→ **EXERCISE INSTRUCTIONS**:
a. Which version of Spark does the Spark notebook download?
b. Proceed with the Spark notebook, picking up right after its last step.

→ **QUOTED PASSAGE**:
* * * * * * *

Mounting Google drive for a permanent venv

In [None]:
from google.colab import drive
drive.mount('/content/drive')

Retrieving Java, Spark, and `findspark` in Python

In [None]:
!wget -q http://archive.apache.org/dist/spark/spark-3.1.1/spark-3.1.1-bin-hadoop3.2.tgz
!tar xf spark-3.1.1-bin-hadoop3.2.tgz

In [None]:
!pip install -q findspark

In [None]:
# spark setup
import os
os.environ["JAVA_HOME"] = "/usr/lib/jvm/java-11-openjdk-amd64"
os.environ["SPARK_HOME"] = "/content/spark-3.1.1-bin-hadoop3.2"

In [None]:
# findspark helps locate the environment variables
import findspark
findspark.init()

In [None]:
# import spark modules
from pyspark.sql import SparkSession

spark = (SparkSession.builder
                     .appName("Analyzing an unknown article.")
                     .getOrCreate())


In [None]:
spark

In [None]:
spark.sparkContext

In [None]:
sc = spark.sparkContext
spark.sparkContext.setLogLevel('WARN')

In [None]:
# determine file path
dir_path = r'/content/drive/MyDrive/DATA_ENG300/'
file_path = dir_path + "sur.txt"

## Read

In [None]:
# documentation of read
spark.read??

In [None]:
# read file from spark
article = spark.read.text(file_path)  #

In [None]:
article

In [None]:
article.printSchema()

In [None]:
article.show()

In [None]:
# default show arguments
article.show(20, truncate=False)

In [None]:
article

In [None]:
# retrieving first rows of the article
article.printSchema()

In [None]:
# we can work with a dataframe by selecting the content
article.select(article.value)
article.show(10, truncate=False)

In [None]:
from pyspark.sql.functions import col

# all of the following returns the same df
article.select(article.value)
article.select(article['value'])
article.select(col('value'))
article.select('value')

## Split

In [None]:
# splitting the lines
from pyspark.sql.functions import col, split

In [None]:
lines = article.select(split(col('value'), " ").alias('line'))

In [None]:
lines.show(10, truncate=False)

In [None]:
article.select(split(col('value'), " ")).printSchema()

In [None]:
article.select(split(col('value'), " ").alias("line")).printSchema()

In [None]:
lines = article.select(split(article.value, " ").alias("line"))

In [None]:
lines.printSchema()

In [None]:
lines.show()

* * * * * * *

→ **PROVIDED RECORDS**:
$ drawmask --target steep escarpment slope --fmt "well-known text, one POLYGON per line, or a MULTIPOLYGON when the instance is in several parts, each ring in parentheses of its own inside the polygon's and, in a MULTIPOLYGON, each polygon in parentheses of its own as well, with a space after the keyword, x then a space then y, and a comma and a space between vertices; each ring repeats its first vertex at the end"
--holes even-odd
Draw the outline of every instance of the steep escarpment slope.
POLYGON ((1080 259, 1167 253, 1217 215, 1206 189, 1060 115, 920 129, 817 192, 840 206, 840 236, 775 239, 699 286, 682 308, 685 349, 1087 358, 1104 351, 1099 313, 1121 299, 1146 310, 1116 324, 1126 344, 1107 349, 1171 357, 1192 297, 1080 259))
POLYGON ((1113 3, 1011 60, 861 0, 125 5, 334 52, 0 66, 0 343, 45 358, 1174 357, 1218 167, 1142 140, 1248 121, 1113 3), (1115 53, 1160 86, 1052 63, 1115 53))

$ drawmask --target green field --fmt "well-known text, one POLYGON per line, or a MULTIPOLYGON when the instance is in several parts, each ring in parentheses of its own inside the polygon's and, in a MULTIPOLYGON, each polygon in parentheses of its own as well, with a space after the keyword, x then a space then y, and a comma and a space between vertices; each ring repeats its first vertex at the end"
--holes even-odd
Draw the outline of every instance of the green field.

* * * * * * *

→ **ANSWERS BY TASK**:
a. Spark 3.1.1

b.
## Explode / Tokenize

In [None]:
from pyspark.sql.functions import explode

In [None]:
words = lines.select(explode(col("line")).alias("word"))

In [None]:
words.show()

In [None]:
words.printSchema()

## Clean

In [None]:
from pyspark.sql.functions import lower
words_lower = words.select(lower(col("word")).alias("word_lower"))

In [None]:
words_lower.show(3)

In [None]:
from pyspark.sql.functions import regexp_extract

words_clean = words_lower.select(
    regexp_extract(col("word_lower"), r"(\W+)?([a-z]+)", 2).alias("word")
)

In [None]:
words_clean.show(30)

In [None]:
words_nonull = words_clean.where(col("word") != "")

words_nonull.show(100)

## Count / Group

In [None]:
groups = words_nonull.groupBy(col("word"))

groups

In [None]:
counts = words_nonull.groupBy(col("word")).count()

In [None]:
counts

In [None]:
counts.orderBy('count', ascending=False).show(15)

In [None]:
counts.orderBy("count", ascending=False).show(10)

## All in one go!

In [None]:
import pyspark.sql.functions as F

counts = (
    spark.read.text(file_path)
     .select(F.split(F.col('value'), ' ').alias('line'))
     .select(F.explode(F.col('line')).alias('word'))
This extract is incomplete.